*INPUT*:

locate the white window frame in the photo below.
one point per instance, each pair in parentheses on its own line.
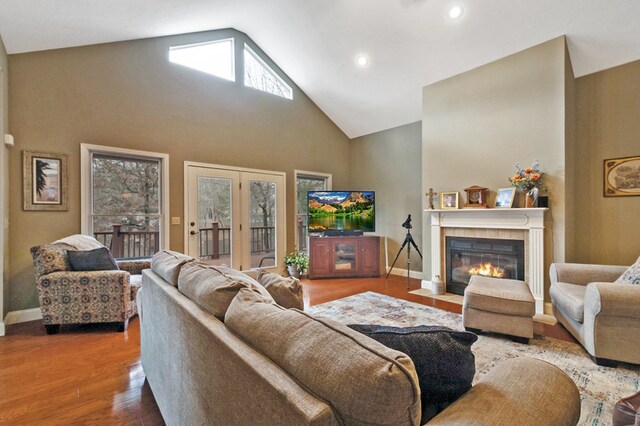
(269,68)
(86,185)
(302,174)
(204,43)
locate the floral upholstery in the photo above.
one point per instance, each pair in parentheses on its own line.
(72,297)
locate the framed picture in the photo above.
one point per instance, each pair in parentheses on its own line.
(45,181)
(622,177)
(505,196)
(449,200)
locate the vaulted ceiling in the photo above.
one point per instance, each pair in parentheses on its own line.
(409,43)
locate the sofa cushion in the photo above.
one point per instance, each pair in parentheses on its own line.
(366,382)
(50,258)
(167,264)
(98,259)
(631,275)
(214,287)
(286,291)
(569,298)
(442,357)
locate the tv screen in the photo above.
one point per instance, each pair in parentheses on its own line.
(342,211)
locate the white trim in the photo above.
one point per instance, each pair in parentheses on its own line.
(304,173)
(15,317)
(85,184)
(403,273)
(530,220)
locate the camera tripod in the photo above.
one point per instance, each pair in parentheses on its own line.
(408,242)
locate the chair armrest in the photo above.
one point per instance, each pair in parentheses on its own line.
(583,274)
(620,300)
(518,391)
(134,267)
(72,281)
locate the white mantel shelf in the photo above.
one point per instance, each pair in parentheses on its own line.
(531,220)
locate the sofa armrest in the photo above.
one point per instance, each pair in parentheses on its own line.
(583,274)
(519,391)
(134,267)
(611,299)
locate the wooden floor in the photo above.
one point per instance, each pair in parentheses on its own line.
(91,375)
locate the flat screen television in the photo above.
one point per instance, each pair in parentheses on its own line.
(342,211)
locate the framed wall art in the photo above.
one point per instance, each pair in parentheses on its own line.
(622,177)
(449,200)
(504,197)
(45,181)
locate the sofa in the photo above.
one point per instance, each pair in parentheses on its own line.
(70,296)
(247,360)
(603,315)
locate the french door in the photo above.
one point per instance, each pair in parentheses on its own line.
(234,216)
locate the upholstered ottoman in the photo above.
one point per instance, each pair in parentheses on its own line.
(499,305)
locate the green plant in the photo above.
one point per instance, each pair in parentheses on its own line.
(298,259)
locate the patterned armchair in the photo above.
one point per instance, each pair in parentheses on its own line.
(79,297)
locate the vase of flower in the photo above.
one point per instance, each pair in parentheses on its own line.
(529,180)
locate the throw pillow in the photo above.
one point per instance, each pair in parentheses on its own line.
(286,291)
(442,357)
(50,258)
(99,259)
(631,275)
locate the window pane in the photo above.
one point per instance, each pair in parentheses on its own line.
(126,204)
(262,209)
(214,215)
(215,58)
(258,75)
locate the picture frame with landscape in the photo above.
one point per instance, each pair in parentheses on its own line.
(504,197)
(622,177)
(45,181)
(449,200)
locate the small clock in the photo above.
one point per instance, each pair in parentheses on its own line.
(476,196)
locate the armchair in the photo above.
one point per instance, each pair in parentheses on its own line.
(81,297)
(602,315)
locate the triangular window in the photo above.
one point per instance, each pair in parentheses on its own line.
(214,57)
(259,75)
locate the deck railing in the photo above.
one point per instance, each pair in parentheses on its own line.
(128,244)
(215,241)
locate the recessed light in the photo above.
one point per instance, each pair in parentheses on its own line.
(455,12)
(362,61)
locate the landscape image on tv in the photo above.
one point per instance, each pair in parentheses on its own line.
(342,210)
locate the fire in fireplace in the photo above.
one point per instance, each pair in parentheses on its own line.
(498,258)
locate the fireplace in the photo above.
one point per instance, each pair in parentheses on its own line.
(498,258)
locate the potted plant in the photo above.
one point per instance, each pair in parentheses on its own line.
(297,263)
(529,180)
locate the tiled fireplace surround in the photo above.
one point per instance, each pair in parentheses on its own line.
(514,224)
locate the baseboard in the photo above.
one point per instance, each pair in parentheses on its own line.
(15,317)
(548,308)
(403,272)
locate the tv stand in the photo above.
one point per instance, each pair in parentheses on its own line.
(344,257)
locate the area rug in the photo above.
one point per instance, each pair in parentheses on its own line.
(600,387)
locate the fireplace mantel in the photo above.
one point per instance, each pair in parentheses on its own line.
(531,220)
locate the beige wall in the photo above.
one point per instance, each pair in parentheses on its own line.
(4,183)
(478,124)
(607,107)
(388,162)
(128,95)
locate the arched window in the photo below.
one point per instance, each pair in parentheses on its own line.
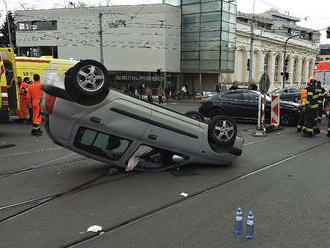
(294,76)
(277,60)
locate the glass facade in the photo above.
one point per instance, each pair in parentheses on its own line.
(208,36)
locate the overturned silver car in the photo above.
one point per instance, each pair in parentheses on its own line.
(85,116)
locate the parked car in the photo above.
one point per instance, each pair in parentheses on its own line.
(243,105)
(84,115)
(289,94)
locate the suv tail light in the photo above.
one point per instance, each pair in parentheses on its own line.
(4,97)
(49,103)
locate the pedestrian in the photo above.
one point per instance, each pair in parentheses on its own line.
(309,129)
(23,113)
(218,88)
(141,91)
(302,114)
(149,94)
(34,95)
(29,106)
(321,93)
(160,94)
(327,108)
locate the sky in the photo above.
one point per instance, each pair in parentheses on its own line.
(313,14)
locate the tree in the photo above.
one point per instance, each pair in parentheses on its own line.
(4,37)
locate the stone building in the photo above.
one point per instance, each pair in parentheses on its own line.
(271,30)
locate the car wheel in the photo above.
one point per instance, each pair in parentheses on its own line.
(216,112)
(87,78)
(195,115)
(285,119)
(222,130)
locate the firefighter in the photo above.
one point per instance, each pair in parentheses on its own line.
(327,108)
(29,106)
(34,95)
(23,113)
(302,115)
(310,126)
(321,93)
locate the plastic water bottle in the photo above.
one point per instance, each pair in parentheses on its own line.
(239,222)
(250,226)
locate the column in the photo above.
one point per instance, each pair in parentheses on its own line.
(299,68)
(271,69)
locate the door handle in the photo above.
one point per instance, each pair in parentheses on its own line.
(153,137)
(96,120)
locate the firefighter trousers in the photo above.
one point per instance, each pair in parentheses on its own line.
(301,120)
(308,128)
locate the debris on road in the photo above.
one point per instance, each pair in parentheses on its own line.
(184,194)
(94,228)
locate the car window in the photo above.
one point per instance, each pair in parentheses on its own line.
(104,145)
(234,95)
(250,96)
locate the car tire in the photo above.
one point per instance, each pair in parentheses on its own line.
(88,78)
(216,112)
(222,130)
(195,115)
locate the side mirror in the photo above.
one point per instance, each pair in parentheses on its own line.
(177,159)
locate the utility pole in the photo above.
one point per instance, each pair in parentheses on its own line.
(251,46)
(251,54)
(101,39)
(284,59)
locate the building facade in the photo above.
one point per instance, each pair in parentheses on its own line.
(271,30)
(196,43)
(324,54)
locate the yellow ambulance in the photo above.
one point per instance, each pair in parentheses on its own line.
(13,66)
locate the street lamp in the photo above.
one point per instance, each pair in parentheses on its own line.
(8,23)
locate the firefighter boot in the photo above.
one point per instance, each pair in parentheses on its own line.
(39,132)
(34,132)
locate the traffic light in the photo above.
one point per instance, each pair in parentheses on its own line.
(286,63)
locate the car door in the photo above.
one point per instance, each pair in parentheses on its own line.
(174,132)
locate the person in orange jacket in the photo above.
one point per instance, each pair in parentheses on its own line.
(34,95)
(23,113)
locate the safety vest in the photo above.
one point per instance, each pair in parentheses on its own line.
(34,92)
(303,97)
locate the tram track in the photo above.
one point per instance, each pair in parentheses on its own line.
(39,201)
(138,218)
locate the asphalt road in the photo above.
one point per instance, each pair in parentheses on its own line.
(50,196)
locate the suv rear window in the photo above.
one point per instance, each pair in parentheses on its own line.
(101,144)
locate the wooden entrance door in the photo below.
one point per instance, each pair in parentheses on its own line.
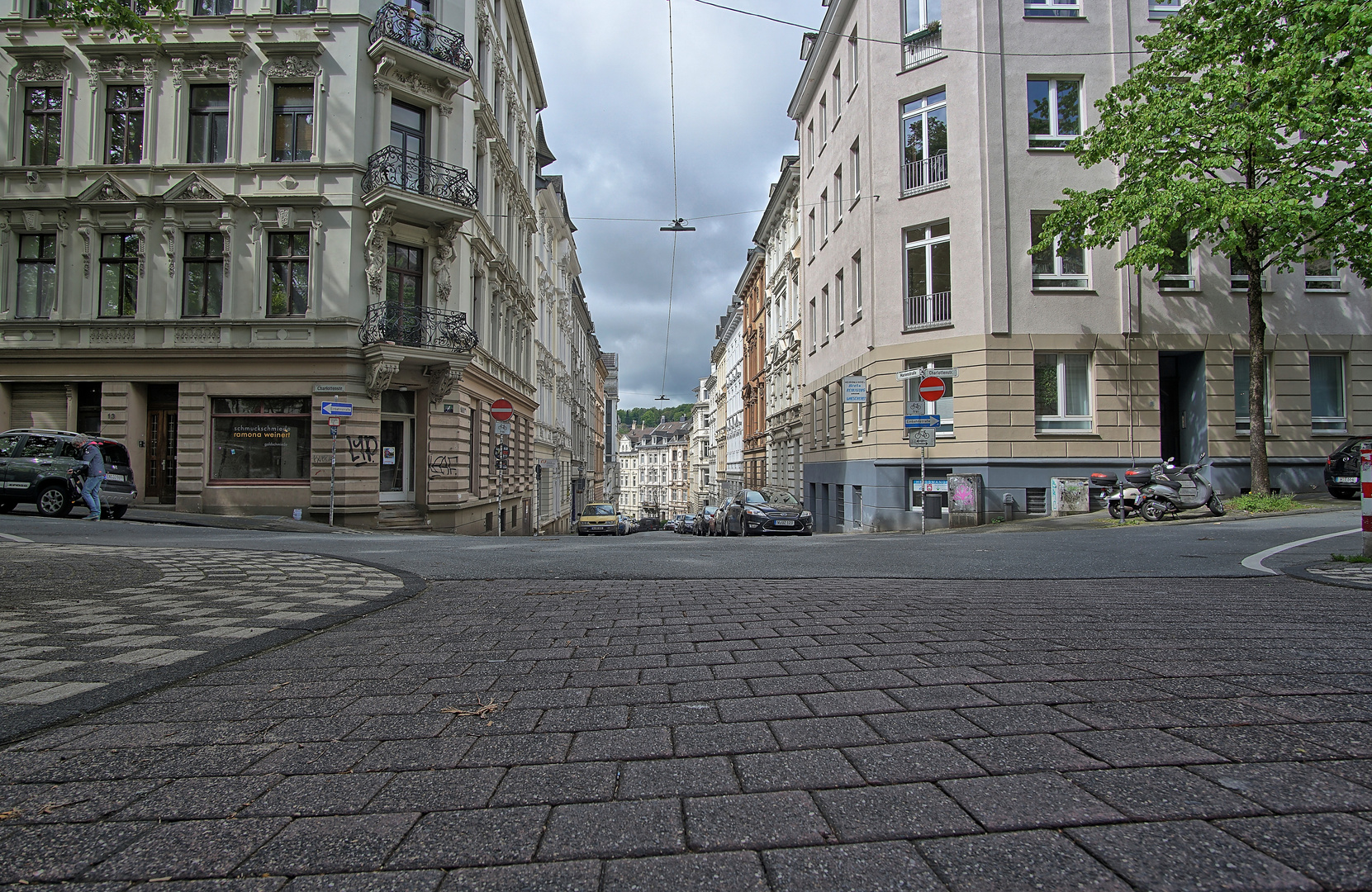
(159,482)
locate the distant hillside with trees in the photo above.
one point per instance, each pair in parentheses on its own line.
(652,417)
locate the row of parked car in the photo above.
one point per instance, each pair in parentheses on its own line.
(39,467)
(749,512)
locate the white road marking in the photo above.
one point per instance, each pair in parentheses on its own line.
(1254,562)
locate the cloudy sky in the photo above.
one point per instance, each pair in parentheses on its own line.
(605,73)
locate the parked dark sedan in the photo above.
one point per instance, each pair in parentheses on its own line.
(1342,475)
(755,512)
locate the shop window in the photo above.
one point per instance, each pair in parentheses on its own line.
(261,439)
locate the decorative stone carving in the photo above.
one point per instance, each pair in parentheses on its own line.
(441,381)
(377,235)
(379,377)
(442,263)
(292,66)
(40,70)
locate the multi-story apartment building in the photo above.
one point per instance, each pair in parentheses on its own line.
(610,427)
(1066,364)
(701,474)
(778,236)
(280,205)
(752,300)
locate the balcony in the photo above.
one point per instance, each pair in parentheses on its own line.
(427,328)
(923,47)
(420,35)
(925,174)
(929,311)
(425,190)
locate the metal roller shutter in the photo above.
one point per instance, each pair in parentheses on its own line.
(39,405)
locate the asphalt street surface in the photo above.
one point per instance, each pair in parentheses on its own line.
(987,711)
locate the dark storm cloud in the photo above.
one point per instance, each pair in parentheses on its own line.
(605,73)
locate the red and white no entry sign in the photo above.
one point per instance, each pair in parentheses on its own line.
(932,389)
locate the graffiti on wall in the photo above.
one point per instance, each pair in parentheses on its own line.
(363,450)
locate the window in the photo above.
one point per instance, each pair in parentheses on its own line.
(1054,112)
(203,273)
(838,298)
(855,169)
(1322,273)
(923,124)
(1327,406)
(209,126)
(404,275)
(928,276)
(921,14)
(1056,268)
(41,126)
(1052,8)
(1061,391)
(857,284)
(1242,417)
(124,126)
(942,408)
(1179,272)
(261,439)
(37,276)
(292,122)
(118,275)
(288,286)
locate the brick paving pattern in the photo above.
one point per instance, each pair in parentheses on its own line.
(66,634)
(786,738)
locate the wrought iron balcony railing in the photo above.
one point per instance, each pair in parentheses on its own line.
(420,33)
(419,174)
(416,327)
(928,311)
(925,174)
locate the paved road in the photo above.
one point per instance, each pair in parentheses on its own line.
(786,736)
(1157,551)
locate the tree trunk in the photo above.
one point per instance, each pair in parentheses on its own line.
(1261,481)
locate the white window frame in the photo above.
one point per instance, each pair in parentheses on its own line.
(1061,421)
(1056,280)
(1332,425)
(1334,282)
(1054,139)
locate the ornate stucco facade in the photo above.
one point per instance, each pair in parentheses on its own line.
(268,211)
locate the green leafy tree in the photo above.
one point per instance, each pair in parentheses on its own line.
(1246,130)
(118,18)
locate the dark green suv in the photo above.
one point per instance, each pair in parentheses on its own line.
(36,468)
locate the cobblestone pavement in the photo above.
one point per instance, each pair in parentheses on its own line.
(70,643)
(797,738)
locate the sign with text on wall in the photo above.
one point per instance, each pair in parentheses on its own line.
(855,389)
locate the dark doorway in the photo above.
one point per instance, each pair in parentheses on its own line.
(159,481)
(1183,431)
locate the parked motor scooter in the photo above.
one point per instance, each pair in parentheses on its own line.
(1121,497)
(1162,496)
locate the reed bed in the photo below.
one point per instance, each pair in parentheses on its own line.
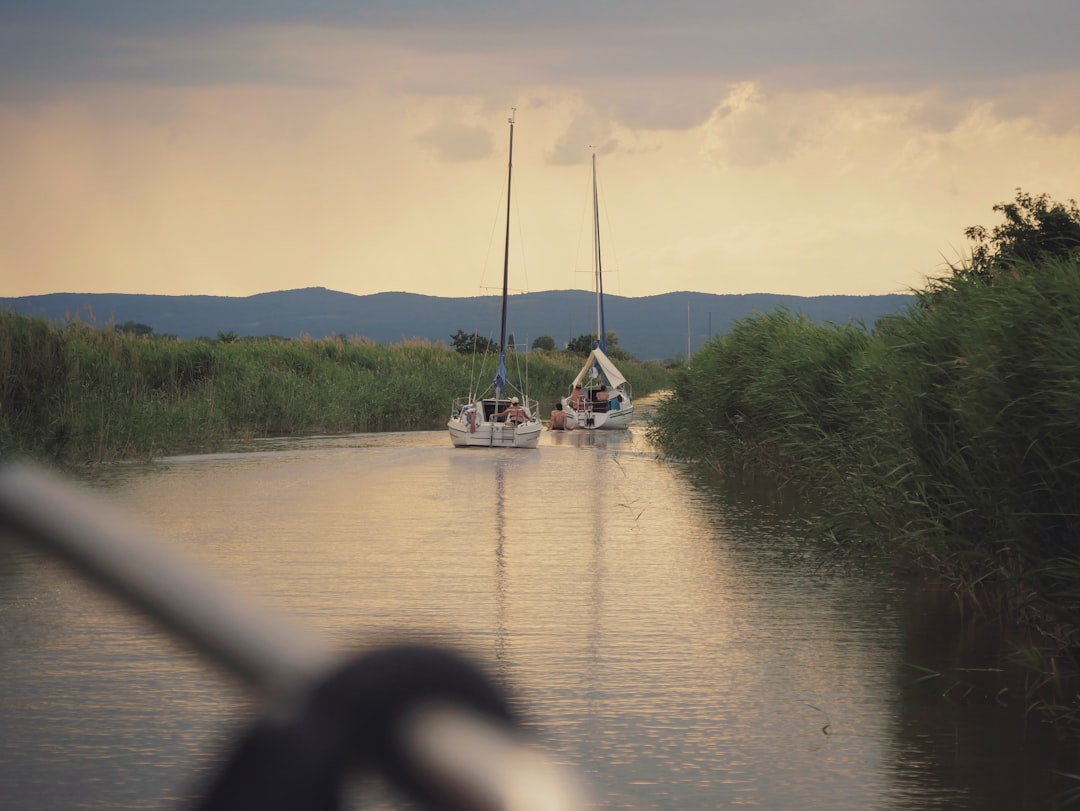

*WHAT IS BEING ASKED*: How many lines of the records contain the word "wall"? Reply with the number alone.

*FINAL RESULT*: 4